── DATA ROWS

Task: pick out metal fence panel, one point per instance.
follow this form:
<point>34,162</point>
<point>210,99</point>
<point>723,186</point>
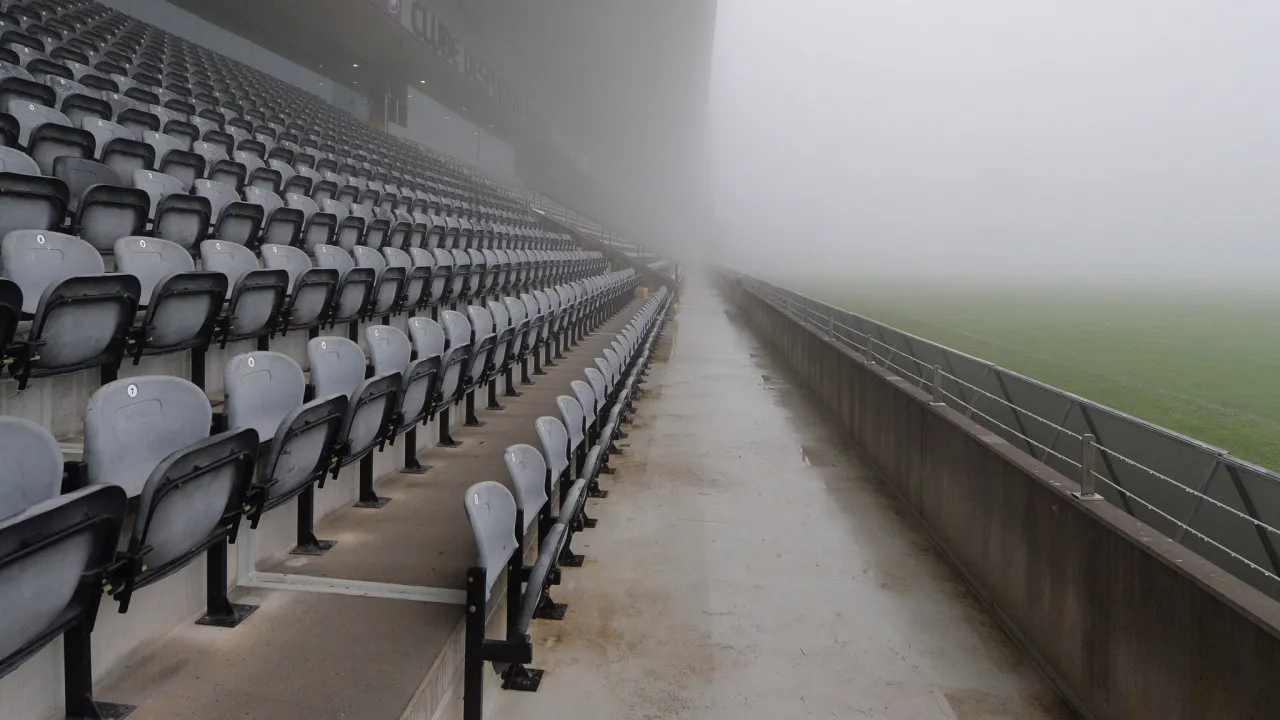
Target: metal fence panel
<point>1220,506</point>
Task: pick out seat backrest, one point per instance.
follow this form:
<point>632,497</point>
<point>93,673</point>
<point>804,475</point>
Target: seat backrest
<point>369,258</point>
<point>265,197</point>
<point>457,329</point>
<point>492,511</point>
<point>428,337</point>
<point>288,259</point>
<point>219,194</point>
<point>135,423</point>
<point>598,384</point>
<point>32,465</point>
<point>389,349</point>
<point>337,365</point>
<point>37,260</point>
<point>13,160</point>
<point>554,441</point>
<point>231,259</point>
<point>528,473</point>
<point>261,390</point>
<point>301,203</point>
<point>50,561</point>
<point>572,414</point>
<point>151,260</point>
<point>333,256</point>
<point>585,399</point>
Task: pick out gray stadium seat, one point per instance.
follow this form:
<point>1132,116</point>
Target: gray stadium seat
<point>150,436</point>
<point>54,557</point>
<point>338,368</point>
<point>389,286</point>
<point>183,305</point>
<point>81,314</point>
<point>352,300</point>
<point>265,392</point>
<point>493,515</point>
<point>33,466</point>
<point>255,296</point>
<point>311,290</point>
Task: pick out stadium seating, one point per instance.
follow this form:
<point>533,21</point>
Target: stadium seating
<point>163,203</point>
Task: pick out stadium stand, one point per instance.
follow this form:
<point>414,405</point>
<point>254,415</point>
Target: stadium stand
<point>169,205</point>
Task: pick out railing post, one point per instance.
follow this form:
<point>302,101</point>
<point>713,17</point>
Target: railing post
<point>1088,460</point>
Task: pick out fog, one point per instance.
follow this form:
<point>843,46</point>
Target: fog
<point>1024,137</point>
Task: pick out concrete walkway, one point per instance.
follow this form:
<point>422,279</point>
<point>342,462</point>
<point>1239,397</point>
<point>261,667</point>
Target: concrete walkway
<point>746,565</point>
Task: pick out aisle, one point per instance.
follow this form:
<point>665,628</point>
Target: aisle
<point>745,565</point>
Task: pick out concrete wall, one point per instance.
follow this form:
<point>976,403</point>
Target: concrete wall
<point>1125,621</point>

────

### EXERCISE TASK
Rewrite every item, changing "one point per instance" to "one point for each instance" wherever it occurs and leaving everything else unchanged. Omit the pictures.

### OUTPUT FOR THIS TASK
Task: pick out metal fence panel, one point for each instance.
follow this form:
<point>34,162</point>
<point>210,99</point>
<point>723,186</point>
Target: metal fence panel
<point>1220,506</point>
Task: pick out seat backrest, one point for each instance.
follow this form:
<point>632,497</point>
<point>93,673</point>
<point>804,475</point>
Target: seat backrest
<point>369,258</point>
<point>265,197</point>
<point>457,329</point>
<point>492,511</point>
<point>428,337</point>
<point>288,259</point>
<point>219,194</point>
<point>135,423</point>
<point>598,384</point>
<point>32,465</point>
<point>389,349</point>
<point>337,365</point>
<point>37,260</point>
<point>13,160</point>
<point>554,441</point>
<point>231,259</point>
<point>528,473</point>
<point>261,390</point>
<point>301,203</point>
<point>50,561</point>
<point>572,414</point>
<point>151,260</point>
<point>333,256</point>
<point>585,399</point>
Task: pick out gray stadium seat, one point for each instance.
follow this form:
<point>1132,116</point>
Target: gray stadium seat
<point>150,436</point>
<point>54,557</point>
<point>338,368</point>
<point>389,286</point>
<point>183,305</point>
<point>81,314</point>
<point>352,300</point>
<point>265,392</point>
<point>493,515</point>
<point>33,466</point>
<point>255,296</point>
<point>311,290</point>
Task: pick out stadium seating, one point for each instance.
follow this form:
<point>533,21</point>
Target: stadium seating
<point>163,203</point>
Task: pick out stadium stand, one point for each instance.
follow this form:
<point>414,405</point>
<point>254,415</point>
Target: stadium stand
<point>169,205</point>
Task: pick out railing post, one point for each instance.
follow this form:
<point>302,101</point>
<point>713,17</point>
Target: railing post
<point>1088,460</point>
Task: pick out fog, one point for each instance.
follow this form:
<point>843,46</point>
Target: fog
<point>1024,137</point>
Task: pick out concrete walkway, one point for each instance.
follow this form:
<point>422,279</point>
<point>342,462</point>
<point>1239,397</point>
<point>261,667</point>
Target: concrete walkway
<point>746,565</point>
Task: pick out aisle, one point for each instance.
follow this form:
<point>665,628</point>
Target: aisle
<point>745,565</point>
Task: pick out concrete wall, one point for each instance.
follow this form:
<point>976,403</point>
Target: concrete wall
<point>1125,621</point>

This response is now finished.